[Excerpts from point annotation data]

* * * * * * *

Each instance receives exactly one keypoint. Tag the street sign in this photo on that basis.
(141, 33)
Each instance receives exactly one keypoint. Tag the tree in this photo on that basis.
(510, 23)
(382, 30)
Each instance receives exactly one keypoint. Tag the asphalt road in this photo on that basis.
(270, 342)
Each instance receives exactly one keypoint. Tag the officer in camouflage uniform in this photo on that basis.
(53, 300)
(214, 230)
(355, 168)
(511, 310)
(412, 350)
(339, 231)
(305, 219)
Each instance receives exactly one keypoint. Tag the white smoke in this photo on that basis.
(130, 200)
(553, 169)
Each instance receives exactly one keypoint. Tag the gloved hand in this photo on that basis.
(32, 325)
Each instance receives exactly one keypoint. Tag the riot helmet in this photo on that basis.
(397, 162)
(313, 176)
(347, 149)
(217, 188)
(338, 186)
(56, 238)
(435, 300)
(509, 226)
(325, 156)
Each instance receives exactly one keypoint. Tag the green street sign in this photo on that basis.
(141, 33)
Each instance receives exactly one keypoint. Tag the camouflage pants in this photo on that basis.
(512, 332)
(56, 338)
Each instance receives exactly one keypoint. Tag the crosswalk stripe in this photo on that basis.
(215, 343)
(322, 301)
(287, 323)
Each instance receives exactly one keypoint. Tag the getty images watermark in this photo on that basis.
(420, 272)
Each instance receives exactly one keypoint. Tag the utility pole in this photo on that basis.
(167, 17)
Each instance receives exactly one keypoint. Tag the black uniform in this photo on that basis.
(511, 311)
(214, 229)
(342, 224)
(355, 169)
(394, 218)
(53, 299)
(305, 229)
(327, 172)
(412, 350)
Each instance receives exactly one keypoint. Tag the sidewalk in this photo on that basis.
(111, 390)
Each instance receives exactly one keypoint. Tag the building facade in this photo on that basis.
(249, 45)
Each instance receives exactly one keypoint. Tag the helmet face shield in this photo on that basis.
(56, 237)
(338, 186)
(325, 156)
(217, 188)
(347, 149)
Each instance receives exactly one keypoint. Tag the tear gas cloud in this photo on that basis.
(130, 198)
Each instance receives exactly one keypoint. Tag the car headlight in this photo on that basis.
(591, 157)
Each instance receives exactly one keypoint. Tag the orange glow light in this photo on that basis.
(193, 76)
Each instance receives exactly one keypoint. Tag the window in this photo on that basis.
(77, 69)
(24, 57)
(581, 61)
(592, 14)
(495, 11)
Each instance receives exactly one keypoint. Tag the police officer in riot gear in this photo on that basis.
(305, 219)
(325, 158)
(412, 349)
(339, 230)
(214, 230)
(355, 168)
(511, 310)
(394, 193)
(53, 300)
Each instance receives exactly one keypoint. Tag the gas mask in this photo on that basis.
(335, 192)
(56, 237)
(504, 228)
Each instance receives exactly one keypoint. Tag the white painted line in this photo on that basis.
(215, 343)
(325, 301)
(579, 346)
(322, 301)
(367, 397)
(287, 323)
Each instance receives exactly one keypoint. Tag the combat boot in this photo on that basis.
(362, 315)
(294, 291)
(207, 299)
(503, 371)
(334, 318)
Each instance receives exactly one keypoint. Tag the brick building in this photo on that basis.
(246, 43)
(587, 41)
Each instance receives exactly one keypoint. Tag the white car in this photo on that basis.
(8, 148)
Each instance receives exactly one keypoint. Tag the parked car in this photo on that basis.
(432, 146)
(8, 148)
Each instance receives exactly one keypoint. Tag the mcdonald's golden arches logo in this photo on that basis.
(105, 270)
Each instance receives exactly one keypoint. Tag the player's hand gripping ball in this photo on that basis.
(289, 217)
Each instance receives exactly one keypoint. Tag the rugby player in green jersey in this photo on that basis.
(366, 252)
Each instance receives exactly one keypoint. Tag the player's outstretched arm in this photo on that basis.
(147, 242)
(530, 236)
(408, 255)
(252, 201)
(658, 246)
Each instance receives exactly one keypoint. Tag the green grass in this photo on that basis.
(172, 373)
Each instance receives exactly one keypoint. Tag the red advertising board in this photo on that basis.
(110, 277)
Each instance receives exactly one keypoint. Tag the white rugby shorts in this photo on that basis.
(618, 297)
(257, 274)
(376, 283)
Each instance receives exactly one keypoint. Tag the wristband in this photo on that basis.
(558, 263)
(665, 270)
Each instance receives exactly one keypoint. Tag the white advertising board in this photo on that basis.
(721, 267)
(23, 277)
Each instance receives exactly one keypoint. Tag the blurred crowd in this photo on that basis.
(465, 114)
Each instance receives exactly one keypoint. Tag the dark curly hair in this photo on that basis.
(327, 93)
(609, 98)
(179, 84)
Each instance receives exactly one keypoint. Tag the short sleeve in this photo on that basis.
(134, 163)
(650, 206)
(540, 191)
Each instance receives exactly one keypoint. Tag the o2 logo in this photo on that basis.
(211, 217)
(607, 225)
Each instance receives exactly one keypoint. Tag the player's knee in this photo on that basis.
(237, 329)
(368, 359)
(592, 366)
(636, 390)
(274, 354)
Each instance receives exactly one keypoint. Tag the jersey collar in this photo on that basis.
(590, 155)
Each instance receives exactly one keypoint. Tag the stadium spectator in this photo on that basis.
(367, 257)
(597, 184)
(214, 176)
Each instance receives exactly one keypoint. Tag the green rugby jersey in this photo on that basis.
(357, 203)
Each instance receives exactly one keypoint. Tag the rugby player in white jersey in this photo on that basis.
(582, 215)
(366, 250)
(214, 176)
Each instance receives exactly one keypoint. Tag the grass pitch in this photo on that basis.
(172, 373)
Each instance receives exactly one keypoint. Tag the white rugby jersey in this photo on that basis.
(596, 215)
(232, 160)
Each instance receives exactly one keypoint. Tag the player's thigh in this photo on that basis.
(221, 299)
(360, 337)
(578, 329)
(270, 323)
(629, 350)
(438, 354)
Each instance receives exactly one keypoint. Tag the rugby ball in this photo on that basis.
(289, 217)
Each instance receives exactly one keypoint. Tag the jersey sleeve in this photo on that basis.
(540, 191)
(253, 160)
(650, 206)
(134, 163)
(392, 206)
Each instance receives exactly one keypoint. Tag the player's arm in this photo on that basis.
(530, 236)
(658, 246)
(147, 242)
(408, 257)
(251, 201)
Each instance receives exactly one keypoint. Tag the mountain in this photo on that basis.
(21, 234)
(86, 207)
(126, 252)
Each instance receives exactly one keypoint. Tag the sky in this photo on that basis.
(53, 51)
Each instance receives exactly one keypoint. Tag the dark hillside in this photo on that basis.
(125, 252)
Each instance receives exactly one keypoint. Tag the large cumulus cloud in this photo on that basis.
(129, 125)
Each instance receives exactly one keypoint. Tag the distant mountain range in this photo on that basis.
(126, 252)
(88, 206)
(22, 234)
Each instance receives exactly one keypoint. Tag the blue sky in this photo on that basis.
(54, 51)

* * * * * * *

__Requirement__:
Repeat the records above exactly.

__Completed task__:
Each instance receives exactly one keypoint. Tag the street sign in this photo on that basis.
(141, 33)
Each instance receives exactly one keypoint. Tag the tree in this photo on that basis.
(510, 23)
(382, 30)
Each instance receives exactly one keypoint. Tag the asphalt road in this photo on that basis.
(270, 342)
Each instance receives exactly one keypoint. Tag the officer in camouflage uniform in this photo on that basis.
(53, 300)
(214, 230)
(355, 168)
(511, 310)
(412, 350)
(339, 231)
(305, 219)
Each instance receives exactly one keypoint. Tag the white smoke in this photo on that basis.
(130, 200)
(553, 169)
Each instance receives exactly one keypoint. Tag the gloved hand in this photo on that basis.
(32, 325)
Each instance receives exactly one keypoint. Tag the riot helmet in this photo on that basis.
(397, 162)
(313, 176)
(347, 149)
(217, 188)
(338, 186)
(56, 238)
(435, 300)
(509, 226)
(325, 156)
Each instance receives exactly one keypoint. Tag the green street sign in this photo on that basis.
(141, 33)
Each instance receives exactly one keypoint. Tag the camouflage pants in this photo on that basis.
(512, 332)
(56, 338)
Each instance receives exactly one keypoint. Tag the crosswalk stripe in this photo on that basis.
(215, 343)
(322, 301)
(287, 323)
Each instance receives exactly one keypoint. Tag the getty images watermark in this photo on that basis.
(420, 272)
Each instance receives exactly one keypoint. Tag the utility pole in this photo on that basis.
(167, 17)
Each instance receives exactly one keypoint. Tag the black uniform in this photo on that basis.
(511, 311)
(214, 229)
(342, 224)
(355, 169)
(394, 218)
(53, 299)
(305, 229)
(327, 172)
(412, 350)
Each instance receives exactly one keypoint. Tag the sidewalk in this photo on that basis.
(111, 390)
Each instance receives exactly one keypoint. Tag the building facade in this photo on that basis.
(249, 45)
Each instance receives exactly one keypoint. Tag the helmet face shield in this photo on that basis.
(56, 237)
(338, 186)
(325, 156)
(217, 188)
(347, 149)
Each instance receives exactly one keypoint. Tag the tear gas cloud in this photo on that basis.
(130, 198)
Each instance receives exactly one keypoint. Tag the car headlight in this photo on that basis.
(591, 157)
Each instance receives exactly one keypoint. Tag the orange glow light in this photo on that basis.
(193, 76)
Each instance receives exactly one keypoint. Tag the window in this photo on that basis.
(77, 69)
(24, 57)
(581, 61)
(592, 14)
(495, 11)
Each instance receives exactly one keypoint. Tag the police officer in riot gear in this photo on that basis.
(305, 219)
(325, 158)
(412, 349)
(339, 230)
(214, 230)
(355, 168)
(511, 310)
(394, 193)
(53, 300)
Each instance receives exactly one keypoint. Tag the gas mask in this photo on that basis.
(335, 192)
(56, 237)
(504, 228)
Each instance receives exactly one keypoint. Tag the white painted line in this photo on that basis.
(215, 343)
(325, 301)
(579, 346)
(322, 301)
(367, 397)
(287, 323)
Each instance receives exactly one keypoint. Tag the combat boot in this photo on that basis.
(362, 315)
(294, 291)
(207, 299)
(503, 371)
(334, 318)
Each instance receives exactly one keypoint. Tag the brick building in this photo on that basis.
(246, 43)
(587, 41)
Each instance receives exactly one keypoint. Tag the white car in this photo on that basis.
(8, 148)
Each instance receives exactly one keypoint. Tag the parked car in this photo on that basis.
(432, 146)
(8, 148)
Each instance receives exactly one keypoint. Tag the mcdonald's golden arches logo in this photo on that basis.
(105, 270)
Each instance receives exactly one keypoint. Tag the player's hand gripping ball in this photo on that basis.
(289, 217)
Each instance receives exactly one keypoint. Tag the rugby player in green jersey in this photo on that basis.
(366, 252)
Each instance receives exactly one keypoint. Tag the player's outstretched arm in this photo on that basis.
(147, 242)
(530, 236)
(408, 255)
(252, 201)
(658, 246)
Each instance receives exactly one keypoint. Tag the green grass in this photo on that basis.
(172, 373)
Each instance receives exactly one keypoint. Tag the red advertising board in this photo on that basis.
(110, 277)
Each instance receives exactly one keypoint. Tag the white rugby shorts in this photo on that basis.
(618, 297)
(257, 274)
(376, 283)
Each instance receives exactly one keypoint. Tag the wristband in this photo on that basis.
(558, 263)
(665, 270)
Each instance receives exactly one keypoint. Tag the white advertising board in this photo on that basis.
(721, 267)
(23, 277)
Each instance receives exactly one keypoint. Tag the blurred crowd in this photo on that basis.
(465, 114)
Each instance receives exactly one keypoint. Tag the dark curly hair in this photo on that basis.
(327, 93)
(609, 98)
(179, 84)
Each instance receives exactly one keypoint. Tag the short sleeve in this photo on that basis.
(134, 163)
(650, 206)
(540, 191)
Each instance receives exactly one keypoint. Tag the o2 logo in this photo on that basis.
(211, 217)
(607, 225)
Each instance receives exactly one keypoint. Tag the player's knee in this photo on that basis.
(237, 329)
(368, 359)
(592, 366)
(636, 390)
(274, 354)
Each instance receives exactly one keypoint. Tag the jersey collar in this photo on that basis.
(590, 155)
Each instance receives exactly one keypoint. Tag the stadium spectator in this photo on that basis.
(367, 257)
(597, 184)
(214, 176)
Each instance receives exactly one keypoint. Tag the green rugby jersey in this photo on that basis.
(357, 203)
Each instance receives exactly one keypoint. Tag the rugby player in white jersey in this photo on that basis.
(582, 215)
(366, 250)
(214, 176)
Each instance receives exactly one keypoint. Tag the grass pitch in this photo on that basis.
(172, 373)
Each instance receives exactly one keypoint. Tag the white rugby jersey in this photo on that basis.
(596, 215)
(232, 160)
Each instance receives exactly one keypoint. Tag the player's thigh in this photo on that basis.
(221, 299)
(360, 337)
(578, 329)
(270, 323)
(629, 350)
(438, 354)
Each instance receives exactly one keypoint. Tag the rugby ball in this photo on that basis.
(289, 217)
Each instance receives exactly one keypoint. Tag the jersey sleeve in this photo on that basis.
(540, 191)
(253, 160)
(650, 206)
(134, 163)
(392, 206)
Each instance receives exactly one keypoint. Tag the player's arm in this photo on that basis.
(530, 236)
(658, 246)
(147, 242)
(408, 257)
(251, 201)
Each instance receives exactly one keypoint. Tag the mountain in this photo on that basis.
(21, 234)
(86, 207)
(126, 252)
Each instance receives exactly one keypoint. Tag the sky in this photo on that basis.
(53, 51)
Each instance receives exactly one keypoint. Tag the dark hillside in this photo on that basis.
(125, 252)
Each instance receives exactly one keypoint. Tag the large cumulus cloud in this photo on that basis.
(129, 125)
Each instance receives exactly one keypoint. Tag the distant mountain range in this photo on that basis.
(126, 252)
(88, 206)
(22, 234)
Each instance receives exactly one keypoint. Tag the blue sky in this photo on that basis.
(54, 51)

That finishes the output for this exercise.